Written exercise: Could you rewrite the lines from the start through the one containing "xmin=353 ymin=10 xmax=356 ymax=139", substituting "ceiling lamp wire" for "pendant light cord" and leaving everything else unchanged, and give back only those lines?

Exercise material:
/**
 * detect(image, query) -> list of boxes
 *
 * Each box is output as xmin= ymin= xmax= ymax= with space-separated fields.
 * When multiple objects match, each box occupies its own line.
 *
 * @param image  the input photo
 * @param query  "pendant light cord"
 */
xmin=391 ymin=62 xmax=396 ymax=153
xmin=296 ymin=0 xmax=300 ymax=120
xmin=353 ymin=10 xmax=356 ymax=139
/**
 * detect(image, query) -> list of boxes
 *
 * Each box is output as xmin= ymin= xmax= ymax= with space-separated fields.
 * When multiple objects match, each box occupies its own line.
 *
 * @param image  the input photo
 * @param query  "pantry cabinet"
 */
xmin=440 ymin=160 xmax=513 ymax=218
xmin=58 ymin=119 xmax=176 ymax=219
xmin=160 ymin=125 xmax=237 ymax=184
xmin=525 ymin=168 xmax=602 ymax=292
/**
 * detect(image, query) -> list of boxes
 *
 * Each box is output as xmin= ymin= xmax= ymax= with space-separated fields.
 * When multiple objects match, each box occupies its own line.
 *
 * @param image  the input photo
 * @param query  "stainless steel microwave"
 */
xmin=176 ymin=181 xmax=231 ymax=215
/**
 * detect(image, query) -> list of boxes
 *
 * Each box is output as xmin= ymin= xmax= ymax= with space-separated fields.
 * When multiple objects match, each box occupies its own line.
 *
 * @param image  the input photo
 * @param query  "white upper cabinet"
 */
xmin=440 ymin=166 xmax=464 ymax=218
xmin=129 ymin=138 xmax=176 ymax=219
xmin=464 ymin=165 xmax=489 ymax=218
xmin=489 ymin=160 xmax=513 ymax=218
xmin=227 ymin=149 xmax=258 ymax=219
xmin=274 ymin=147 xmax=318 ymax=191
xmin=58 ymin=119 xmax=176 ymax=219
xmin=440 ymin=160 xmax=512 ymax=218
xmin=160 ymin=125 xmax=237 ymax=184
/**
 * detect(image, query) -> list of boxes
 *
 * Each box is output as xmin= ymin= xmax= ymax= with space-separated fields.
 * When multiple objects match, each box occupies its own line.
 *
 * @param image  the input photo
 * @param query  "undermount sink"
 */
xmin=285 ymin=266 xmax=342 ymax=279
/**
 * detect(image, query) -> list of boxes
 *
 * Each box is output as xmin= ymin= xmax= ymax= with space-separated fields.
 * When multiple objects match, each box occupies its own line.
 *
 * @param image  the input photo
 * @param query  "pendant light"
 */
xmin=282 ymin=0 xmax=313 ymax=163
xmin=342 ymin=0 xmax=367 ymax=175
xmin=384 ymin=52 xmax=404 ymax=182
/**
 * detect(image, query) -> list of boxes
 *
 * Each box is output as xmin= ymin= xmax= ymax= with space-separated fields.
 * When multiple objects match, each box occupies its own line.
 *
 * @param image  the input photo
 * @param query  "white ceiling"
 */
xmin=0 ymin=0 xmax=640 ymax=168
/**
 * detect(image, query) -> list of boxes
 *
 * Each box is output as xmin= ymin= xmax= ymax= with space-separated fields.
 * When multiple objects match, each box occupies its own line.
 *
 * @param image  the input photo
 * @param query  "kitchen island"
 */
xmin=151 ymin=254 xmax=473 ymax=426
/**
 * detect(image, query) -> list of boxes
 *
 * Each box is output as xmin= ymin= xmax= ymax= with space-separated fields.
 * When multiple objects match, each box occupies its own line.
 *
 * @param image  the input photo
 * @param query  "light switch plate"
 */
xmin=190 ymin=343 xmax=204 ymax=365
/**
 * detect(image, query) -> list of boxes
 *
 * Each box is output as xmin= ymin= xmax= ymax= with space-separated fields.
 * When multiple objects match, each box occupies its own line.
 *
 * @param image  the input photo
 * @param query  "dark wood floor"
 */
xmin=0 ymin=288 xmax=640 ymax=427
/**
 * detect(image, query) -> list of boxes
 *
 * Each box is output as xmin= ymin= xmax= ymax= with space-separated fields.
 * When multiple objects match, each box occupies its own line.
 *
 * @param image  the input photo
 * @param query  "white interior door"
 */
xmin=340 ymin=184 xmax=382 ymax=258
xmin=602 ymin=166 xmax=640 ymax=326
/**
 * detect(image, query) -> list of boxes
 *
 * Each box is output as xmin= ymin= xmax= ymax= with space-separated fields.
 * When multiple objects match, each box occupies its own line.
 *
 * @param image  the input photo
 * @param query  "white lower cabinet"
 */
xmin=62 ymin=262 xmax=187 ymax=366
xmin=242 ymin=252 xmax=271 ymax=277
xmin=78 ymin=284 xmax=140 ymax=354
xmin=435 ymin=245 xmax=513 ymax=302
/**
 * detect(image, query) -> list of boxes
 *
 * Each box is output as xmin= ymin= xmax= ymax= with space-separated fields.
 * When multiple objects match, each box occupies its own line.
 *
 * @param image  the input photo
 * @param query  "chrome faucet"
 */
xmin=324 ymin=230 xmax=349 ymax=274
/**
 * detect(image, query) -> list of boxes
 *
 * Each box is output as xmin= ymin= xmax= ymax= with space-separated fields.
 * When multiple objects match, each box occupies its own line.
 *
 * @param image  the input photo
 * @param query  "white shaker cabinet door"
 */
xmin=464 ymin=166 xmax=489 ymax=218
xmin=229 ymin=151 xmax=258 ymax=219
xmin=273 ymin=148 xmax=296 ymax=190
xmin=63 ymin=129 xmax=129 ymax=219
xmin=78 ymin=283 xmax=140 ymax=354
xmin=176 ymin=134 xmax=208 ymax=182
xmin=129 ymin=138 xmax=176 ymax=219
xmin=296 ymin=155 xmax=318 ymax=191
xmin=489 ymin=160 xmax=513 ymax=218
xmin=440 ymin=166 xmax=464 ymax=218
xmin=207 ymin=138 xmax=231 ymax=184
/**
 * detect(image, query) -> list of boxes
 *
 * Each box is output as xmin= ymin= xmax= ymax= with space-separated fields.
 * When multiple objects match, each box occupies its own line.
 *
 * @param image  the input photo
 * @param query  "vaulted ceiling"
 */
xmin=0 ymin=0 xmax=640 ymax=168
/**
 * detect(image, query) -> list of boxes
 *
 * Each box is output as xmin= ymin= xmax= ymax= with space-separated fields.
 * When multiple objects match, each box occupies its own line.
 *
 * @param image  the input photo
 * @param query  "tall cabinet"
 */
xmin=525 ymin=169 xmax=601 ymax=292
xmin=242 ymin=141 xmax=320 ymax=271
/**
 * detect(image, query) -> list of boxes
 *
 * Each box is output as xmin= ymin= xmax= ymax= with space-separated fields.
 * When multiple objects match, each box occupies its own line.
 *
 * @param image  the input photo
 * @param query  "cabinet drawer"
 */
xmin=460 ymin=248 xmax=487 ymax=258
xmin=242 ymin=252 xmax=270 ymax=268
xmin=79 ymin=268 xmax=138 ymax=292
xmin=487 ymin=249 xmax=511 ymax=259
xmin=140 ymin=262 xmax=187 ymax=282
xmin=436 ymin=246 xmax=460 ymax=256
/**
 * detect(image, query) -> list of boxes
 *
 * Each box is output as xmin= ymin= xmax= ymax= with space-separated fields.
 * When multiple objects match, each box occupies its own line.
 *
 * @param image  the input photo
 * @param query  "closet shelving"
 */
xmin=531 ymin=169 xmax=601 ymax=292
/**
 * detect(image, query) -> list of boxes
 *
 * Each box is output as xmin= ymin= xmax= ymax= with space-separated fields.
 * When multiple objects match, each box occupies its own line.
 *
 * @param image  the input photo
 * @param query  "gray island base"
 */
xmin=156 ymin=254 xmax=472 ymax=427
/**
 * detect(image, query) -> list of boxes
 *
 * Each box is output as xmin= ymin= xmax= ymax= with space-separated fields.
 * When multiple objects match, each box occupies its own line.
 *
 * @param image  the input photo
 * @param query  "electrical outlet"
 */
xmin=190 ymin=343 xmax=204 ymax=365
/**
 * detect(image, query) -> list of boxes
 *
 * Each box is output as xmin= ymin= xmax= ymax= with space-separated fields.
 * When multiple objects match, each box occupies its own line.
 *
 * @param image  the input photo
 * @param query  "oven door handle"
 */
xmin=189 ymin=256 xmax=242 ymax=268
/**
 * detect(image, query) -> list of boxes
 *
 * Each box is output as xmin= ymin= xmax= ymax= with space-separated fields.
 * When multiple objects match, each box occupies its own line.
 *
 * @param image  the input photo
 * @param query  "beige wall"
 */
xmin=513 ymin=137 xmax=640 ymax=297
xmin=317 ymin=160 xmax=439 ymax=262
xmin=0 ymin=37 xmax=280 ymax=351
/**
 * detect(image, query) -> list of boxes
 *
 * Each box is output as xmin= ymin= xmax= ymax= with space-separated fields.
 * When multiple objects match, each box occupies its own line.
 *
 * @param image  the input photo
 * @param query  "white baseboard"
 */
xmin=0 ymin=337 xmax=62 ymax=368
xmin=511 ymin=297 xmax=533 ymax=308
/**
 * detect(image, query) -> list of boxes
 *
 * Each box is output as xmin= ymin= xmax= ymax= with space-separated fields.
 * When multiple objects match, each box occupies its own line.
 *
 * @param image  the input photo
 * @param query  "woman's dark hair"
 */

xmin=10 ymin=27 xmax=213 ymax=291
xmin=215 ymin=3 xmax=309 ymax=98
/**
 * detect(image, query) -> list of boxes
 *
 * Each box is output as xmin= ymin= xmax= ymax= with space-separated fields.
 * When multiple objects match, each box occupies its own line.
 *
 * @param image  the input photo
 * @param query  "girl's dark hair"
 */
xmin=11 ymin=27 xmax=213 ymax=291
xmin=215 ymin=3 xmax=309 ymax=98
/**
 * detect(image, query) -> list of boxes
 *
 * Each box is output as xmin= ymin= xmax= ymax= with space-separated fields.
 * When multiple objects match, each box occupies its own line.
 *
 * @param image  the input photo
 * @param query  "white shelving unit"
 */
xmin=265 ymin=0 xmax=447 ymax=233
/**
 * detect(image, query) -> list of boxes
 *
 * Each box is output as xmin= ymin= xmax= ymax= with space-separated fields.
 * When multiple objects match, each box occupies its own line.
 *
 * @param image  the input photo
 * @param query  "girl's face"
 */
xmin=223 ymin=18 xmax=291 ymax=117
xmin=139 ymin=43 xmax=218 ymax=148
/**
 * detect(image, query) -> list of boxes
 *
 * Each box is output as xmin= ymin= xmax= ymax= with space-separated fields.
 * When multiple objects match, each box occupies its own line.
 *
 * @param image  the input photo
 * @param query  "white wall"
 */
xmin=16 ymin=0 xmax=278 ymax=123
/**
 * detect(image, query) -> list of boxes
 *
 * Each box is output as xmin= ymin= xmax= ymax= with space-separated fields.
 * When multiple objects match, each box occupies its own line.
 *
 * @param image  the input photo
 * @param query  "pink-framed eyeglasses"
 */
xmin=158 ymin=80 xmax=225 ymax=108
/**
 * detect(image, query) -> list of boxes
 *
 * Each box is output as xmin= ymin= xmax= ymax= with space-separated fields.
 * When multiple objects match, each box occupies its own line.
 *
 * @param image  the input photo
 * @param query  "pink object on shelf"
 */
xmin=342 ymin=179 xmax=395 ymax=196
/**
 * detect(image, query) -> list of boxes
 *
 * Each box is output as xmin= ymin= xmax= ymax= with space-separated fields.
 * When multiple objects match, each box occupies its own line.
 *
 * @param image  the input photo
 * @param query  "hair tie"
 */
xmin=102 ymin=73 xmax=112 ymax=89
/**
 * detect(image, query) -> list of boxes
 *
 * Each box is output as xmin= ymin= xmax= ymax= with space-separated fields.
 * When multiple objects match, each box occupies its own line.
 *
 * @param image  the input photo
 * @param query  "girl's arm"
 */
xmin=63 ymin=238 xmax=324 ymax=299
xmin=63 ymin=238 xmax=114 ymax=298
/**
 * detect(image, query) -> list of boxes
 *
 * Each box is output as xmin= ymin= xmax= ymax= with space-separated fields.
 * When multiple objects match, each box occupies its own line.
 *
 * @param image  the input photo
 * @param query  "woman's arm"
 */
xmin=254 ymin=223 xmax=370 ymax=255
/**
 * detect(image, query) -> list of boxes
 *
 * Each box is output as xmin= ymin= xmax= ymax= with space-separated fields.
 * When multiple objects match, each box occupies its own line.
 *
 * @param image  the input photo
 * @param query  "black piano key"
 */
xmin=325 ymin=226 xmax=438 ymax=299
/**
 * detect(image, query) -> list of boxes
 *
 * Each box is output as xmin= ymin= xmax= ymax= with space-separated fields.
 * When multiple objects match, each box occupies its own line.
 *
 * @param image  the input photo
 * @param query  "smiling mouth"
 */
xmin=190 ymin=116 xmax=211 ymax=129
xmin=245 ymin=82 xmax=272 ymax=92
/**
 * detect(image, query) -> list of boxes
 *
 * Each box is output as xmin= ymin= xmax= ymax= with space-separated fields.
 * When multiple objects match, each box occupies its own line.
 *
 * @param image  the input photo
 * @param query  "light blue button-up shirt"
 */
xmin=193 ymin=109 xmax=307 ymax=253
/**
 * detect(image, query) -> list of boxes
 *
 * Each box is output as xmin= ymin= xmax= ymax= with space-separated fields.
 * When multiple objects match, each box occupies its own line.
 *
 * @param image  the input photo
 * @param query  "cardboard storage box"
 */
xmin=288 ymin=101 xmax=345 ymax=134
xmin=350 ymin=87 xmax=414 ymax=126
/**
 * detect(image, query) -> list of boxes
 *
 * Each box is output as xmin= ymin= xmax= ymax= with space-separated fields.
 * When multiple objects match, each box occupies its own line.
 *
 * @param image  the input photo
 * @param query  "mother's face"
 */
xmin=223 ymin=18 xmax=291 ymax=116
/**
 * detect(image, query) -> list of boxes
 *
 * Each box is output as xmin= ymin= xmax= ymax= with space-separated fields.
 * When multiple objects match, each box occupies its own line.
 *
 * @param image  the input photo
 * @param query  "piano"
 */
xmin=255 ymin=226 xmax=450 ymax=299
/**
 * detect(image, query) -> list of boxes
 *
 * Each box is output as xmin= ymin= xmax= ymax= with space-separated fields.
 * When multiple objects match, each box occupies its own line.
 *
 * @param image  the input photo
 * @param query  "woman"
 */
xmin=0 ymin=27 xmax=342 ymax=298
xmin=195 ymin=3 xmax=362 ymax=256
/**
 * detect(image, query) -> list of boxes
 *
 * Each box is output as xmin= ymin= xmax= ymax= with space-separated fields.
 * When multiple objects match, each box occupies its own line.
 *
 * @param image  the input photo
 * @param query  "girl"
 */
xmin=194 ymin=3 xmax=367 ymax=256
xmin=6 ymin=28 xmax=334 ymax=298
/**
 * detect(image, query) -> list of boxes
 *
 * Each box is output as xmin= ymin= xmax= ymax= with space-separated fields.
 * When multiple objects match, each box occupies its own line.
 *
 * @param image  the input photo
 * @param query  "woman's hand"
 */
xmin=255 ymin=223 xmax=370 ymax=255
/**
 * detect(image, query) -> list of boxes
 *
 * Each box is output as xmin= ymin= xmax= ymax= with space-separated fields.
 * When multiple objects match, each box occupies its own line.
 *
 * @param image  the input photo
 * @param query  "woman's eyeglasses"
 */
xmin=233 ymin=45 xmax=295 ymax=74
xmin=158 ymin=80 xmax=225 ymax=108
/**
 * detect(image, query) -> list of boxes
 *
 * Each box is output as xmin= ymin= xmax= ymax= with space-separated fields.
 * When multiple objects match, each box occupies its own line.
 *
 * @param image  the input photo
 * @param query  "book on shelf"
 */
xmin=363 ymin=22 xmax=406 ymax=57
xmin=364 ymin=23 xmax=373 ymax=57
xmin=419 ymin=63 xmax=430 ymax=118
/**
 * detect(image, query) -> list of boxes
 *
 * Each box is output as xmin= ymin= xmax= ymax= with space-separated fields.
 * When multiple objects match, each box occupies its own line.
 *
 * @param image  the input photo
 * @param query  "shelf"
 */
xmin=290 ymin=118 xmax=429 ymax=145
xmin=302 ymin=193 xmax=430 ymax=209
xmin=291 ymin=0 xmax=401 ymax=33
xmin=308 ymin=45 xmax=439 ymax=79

Written solution:
/**
 * detect(image, query) -> list of boxes
 *
 * Each box is output as xmin= ymin= xmax= ymax= with space-separated fields.
 * When multiple objects match, each box occupies its own line.
 *
 * @param image  the input photo
 * @param query  "ceiling lamp wire"
 */
xmin=391 ymin=62 xmax=396 ymax=153
xmin=296 ymin=0 xmax=300 ymax=120
xmin=353 ymin=10 xmax=356 ymax=139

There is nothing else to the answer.